> **What to work on**
In the entries below, find the lines that contain the word "washing" and copy them.
:: Data in this exercise
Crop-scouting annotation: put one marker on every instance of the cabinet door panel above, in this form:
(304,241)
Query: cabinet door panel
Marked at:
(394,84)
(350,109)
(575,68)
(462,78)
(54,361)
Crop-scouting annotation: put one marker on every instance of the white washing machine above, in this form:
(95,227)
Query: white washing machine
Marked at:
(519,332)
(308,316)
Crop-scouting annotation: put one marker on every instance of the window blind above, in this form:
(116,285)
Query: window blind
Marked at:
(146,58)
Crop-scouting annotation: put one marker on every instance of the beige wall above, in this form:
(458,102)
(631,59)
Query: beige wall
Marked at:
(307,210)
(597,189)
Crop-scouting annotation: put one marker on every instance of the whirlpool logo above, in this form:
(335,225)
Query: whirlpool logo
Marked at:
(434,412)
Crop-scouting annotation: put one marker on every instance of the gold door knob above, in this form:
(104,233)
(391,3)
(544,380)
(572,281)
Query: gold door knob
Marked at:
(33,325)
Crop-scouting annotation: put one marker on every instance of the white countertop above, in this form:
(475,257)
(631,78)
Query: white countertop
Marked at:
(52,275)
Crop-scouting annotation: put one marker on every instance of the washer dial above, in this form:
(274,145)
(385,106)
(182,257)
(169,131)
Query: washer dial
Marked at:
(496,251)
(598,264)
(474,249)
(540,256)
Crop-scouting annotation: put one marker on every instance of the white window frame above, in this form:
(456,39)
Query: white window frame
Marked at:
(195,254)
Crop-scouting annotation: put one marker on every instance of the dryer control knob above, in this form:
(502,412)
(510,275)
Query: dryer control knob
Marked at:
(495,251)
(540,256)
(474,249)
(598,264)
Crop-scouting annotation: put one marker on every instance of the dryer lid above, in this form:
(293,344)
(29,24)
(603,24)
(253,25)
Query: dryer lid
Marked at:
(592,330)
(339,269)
::::
:: Data in this exercise
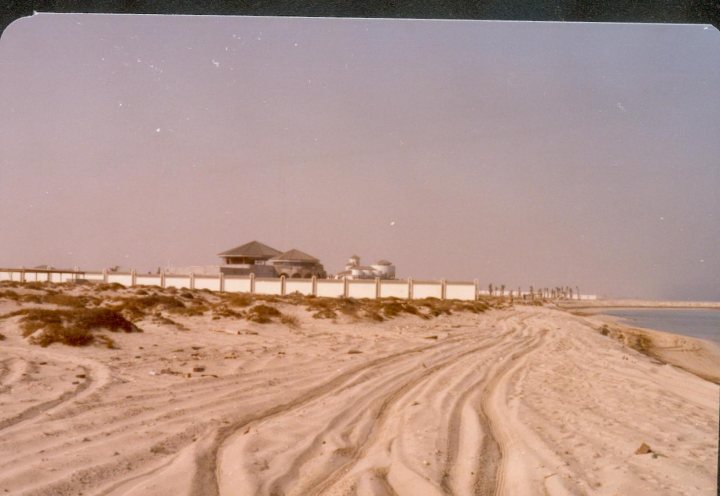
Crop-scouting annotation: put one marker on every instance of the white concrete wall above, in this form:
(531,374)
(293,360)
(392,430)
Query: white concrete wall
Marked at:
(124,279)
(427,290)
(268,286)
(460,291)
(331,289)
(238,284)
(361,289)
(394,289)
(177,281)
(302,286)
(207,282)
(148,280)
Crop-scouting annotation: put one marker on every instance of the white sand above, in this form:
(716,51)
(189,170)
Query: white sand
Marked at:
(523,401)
::::
:: Data in this exercise
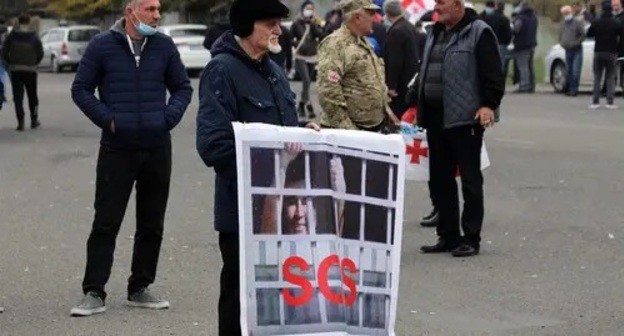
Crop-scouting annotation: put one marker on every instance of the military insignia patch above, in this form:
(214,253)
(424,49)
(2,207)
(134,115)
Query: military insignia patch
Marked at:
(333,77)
::::
> **Answer to this task**
Crop-scouting annotation: put one marker on every instance of the white washing machine above, in this form:
Query: white washing machine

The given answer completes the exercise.